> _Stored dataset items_

* * *

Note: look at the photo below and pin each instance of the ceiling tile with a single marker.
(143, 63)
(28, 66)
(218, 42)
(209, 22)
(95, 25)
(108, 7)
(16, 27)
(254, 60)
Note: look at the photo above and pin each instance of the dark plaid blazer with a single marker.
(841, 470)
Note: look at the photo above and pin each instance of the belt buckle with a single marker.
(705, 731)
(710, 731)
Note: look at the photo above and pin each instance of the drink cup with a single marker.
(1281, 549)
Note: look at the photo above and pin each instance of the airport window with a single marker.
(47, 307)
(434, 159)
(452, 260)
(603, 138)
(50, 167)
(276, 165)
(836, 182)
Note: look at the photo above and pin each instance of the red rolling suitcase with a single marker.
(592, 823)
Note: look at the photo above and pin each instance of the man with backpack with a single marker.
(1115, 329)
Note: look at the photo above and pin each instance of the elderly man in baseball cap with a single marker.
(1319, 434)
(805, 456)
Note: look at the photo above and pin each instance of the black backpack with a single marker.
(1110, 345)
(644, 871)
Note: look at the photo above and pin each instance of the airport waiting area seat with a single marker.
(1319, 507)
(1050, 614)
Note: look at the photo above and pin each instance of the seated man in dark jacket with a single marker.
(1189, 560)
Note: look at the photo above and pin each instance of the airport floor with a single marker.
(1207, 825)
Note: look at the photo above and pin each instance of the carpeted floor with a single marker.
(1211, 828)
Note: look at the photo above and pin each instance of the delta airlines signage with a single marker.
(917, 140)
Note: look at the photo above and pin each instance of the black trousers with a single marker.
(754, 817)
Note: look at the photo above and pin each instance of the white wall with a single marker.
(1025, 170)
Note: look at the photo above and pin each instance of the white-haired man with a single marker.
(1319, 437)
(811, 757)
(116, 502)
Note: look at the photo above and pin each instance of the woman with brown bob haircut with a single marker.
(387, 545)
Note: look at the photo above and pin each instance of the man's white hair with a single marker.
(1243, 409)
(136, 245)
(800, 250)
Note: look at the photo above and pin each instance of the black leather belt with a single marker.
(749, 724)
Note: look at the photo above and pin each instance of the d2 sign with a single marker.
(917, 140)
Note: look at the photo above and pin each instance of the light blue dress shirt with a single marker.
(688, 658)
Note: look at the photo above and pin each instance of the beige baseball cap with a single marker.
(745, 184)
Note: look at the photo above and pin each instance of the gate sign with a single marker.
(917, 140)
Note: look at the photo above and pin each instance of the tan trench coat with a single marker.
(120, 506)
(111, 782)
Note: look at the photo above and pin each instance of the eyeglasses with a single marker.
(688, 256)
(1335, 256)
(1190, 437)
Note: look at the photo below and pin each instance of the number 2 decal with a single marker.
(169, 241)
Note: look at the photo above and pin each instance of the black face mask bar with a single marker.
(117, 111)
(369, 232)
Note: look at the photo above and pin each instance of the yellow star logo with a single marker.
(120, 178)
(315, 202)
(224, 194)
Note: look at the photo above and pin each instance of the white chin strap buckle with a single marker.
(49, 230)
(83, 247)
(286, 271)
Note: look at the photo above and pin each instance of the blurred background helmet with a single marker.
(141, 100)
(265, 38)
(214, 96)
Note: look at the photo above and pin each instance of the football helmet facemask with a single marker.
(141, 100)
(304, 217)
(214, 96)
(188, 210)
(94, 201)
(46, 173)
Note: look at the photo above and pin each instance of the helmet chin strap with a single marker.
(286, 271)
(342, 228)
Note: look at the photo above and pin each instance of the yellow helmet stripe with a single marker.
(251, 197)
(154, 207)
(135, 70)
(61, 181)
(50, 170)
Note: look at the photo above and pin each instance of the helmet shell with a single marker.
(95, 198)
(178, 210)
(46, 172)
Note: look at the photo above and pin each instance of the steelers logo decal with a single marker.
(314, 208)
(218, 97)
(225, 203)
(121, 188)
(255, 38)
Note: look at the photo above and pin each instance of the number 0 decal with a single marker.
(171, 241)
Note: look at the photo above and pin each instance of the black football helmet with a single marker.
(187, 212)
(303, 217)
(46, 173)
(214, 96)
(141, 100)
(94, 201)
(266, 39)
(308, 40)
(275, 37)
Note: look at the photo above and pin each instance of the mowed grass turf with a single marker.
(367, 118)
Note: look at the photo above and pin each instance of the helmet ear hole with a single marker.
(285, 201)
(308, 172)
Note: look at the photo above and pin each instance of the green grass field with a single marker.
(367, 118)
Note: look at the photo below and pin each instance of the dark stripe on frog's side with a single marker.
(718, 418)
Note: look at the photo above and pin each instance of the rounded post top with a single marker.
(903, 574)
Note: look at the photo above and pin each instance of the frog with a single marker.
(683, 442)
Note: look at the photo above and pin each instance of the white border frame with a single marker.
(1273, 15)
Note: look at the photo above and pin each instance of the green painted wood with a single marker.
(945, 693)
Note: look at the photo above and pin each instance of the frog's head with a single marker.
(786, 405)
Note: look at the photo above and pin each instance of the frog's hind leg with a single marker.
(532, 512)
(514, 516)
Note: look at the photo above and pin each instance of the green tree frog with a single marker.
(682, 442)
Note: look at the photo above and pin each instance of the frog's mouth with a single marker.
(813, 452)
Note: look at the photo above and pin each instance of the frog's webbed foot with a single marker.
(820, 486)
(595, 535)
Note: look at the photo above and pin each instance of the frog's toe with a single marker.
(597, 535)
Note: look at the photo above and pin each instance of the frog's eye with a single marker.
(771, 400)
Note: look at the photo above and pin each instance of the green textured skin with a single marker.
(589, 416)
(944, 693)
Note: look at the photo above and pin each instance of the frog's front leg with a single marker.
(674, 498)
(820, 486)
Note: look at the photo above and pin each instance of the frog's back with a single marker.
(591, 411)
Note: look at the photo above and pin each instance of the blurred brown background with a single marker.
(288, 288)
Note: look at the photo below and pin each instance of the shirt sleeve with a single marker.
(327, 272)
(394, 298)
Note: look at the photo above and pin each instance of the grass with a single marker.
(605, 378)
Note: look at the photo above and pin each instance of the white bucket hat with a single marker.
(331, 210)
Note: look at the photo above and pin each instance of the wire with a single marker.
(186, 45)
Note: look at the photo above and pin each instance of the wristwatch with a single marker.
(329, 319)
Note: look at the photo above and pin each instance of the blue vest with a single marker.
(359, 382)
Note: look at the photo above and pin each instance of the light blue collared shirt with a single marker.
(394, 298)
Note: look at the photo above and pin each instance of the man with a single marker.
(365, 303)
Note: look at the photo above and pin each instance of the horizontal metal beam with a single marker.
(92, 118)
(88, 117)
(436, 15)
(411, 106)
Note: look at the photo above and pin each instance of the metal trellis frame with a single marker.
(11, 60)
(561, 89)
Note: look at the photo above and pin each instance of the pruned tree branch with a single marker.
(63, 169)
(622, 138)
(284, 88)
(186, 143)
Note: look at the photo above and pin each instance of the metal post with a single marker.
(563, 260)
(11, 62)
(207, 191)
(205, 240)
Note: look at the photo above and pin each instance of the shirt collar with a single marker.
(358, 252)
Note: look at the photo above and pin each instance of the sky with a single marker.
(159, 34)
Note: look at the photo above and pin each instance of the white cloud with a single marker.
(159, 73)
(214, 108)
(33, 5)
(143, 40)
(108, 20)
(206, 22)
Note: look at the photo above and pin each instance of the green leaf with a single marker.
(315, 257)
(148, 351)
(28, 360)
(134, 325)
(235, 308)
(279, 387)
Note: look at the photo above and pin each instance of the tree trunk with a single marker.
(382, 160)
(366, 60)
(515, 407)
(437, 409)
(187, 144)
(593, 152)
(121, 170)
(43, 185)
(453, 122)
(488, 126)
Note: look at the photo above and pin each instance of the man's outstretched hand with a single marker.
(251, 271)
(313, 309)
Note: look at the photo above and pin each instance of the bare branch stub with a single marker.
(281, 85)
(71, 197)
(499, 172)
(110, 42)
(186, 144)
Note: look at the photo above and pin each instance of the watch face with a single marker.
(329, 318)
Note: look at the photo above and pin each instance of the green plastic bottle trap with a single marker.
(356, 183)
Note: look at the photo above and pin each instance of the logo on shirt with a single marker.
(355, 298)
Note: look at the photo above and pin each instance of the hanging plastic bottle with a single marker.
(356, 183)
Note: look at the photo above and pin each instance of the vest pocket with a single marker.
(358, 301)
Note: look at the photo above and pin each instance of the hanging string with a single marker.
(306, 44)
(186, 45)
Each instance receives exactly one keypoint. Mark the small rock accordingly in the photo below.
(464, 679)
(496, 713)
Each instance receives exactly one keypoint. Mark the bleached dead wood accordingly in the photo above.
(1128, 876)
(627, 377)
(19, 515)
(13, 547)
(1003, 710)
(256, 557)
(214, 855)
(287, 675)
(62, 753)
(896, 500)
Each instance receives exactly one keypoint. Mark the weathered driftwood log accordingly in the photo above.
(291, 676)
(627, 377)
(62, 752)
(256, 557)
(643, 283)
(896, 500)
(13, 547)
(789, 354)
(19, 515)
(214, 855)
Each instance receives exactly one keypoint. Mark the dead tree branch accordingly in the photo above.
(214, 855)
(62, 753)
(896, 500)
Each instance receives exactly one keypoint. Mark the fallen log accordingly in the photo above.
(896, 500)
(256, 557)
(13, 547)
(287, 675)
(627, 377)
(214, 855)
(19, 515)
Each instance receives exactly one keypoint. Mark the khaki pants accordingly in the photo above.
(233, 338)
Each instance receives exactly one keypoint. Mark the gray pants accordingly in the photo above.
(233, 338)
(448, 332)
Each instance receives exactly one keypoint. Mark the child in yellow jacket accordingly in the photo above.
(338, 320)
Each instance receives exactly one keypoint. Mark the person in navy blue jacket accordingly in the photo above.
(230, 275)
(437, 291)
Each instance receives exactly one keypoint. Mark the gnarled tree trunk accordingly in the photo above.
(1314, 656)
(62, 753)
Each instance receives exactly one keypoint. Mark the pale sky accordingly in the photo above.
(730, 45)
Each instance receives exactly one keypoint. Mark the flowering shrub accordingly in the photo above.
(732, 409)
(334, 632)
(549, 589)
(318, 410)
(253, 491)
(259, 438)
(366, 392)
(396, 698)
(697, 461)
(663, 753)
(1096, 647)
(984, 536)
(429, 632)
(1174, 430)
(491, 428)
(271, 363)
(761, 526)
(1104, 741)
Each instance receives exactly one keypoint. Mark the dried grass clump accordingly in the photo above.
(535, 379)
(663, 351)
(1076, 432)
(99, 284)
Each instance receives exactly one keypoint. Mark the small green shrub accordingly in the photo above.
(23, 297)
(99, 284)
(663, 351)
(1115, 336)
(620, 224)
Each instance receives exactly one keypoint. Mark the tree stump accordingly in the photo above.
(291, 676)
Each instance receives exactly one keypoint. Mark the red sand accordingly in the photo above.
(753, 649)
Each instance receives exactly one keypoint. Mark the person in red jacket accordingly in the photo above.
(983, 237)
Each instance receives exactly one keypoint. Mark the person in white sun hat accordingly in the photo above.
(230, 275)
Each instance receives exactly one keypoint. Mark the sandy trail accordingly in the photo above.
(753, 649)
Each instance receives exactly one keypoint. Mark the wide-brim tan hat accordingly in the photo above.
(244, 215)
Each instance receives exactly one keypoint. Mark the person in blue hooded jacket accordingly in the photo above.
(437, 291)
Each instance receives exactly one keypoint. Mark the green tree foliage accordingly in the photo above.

* * *

> _HOW TO COMPLETE THIS TASK_
Only the lines from the one containing "Each instance receives exactly one keypoint. Mark the wide-brim" through the end of the entries above belong in the answer; repeat them exactly.

> _EXPECTED OUTPUT_
Each instance receives exactly one keypoint. Mark the wide-brim tan hat accordingly in the photo above.
(244, 215)
Each instance receives exactly one keypoint. Mark the person in blue hooded jacket accordingly in the photo above.
(437, 291)
Each instance receives exactly one keypoint. Mark the green tree foliage accordingly in the photo above.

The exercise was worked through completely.